== ENTRIES PROVIDED ==
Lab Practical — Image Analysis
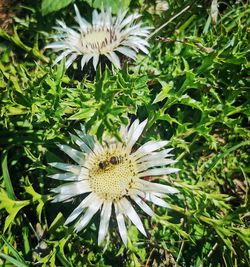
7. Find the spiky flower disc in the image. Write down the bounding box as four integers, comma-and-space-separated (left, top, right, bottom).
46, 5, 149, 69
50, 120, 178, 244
===
== ENTRIES PROVIDED ==
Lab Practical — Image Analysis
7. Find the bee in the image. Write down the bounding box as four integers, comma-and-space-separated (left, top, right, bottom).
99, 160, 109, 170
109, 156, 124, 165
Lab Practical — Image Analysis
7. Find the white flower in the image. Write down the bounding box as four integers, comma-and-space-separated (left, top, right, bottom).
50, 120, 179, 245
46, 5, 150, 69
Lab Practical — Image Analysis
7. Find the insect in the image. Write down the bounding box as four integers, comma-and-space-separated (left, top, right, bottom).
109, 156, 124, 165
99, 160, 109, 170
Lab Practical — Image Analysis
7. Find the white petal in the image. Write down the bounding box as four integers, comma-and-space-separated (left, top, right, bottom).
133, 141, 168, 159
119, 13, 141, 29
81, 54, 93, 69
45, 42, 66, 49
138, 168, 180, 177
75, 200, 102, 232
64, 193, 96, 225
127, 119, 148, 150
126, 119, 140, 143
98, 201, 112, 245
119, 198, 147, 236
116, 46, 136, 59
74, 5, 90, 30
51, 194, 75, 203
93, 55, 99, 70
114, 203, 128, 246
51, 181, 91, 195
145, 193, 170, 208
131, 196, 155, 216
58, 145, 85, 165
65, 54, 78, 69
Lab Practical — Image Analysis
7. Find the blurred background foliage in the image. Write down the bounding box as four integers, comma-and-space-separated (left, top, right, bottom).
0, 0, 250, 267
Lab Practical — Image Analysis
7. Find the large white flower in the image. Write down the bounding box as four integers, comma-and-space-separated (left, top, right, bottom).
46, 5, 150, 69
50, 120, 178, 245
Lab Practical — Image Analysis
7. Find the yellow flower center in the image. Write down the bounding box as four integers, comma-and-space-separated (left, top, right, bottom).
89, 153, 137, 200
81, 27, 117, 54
===
STATED EXERCISE
Can you gather every line of the listing that contains the word "flower" and copy each one out in full? The match is case-sensitive.

SOLUTION TO THE EXERCISE
7. Find the spiky flower disc in the image. Write down the bounding box as four integers, comma-and-space-separated (left, top, right, bottom).
7. Find the white flower in the image. Write down the bounding box as four integers, comma-and-space-separated (left, top, right, bottom).
7. Find the large white flower in the image. Write down the bounding box as four integers, comma-and-space-separated (left, top, right, bottom).
7. Find the yellow flower center in the image. Write down the bounding box as four integers, comma-and-space-separated (left, top, right, bottom).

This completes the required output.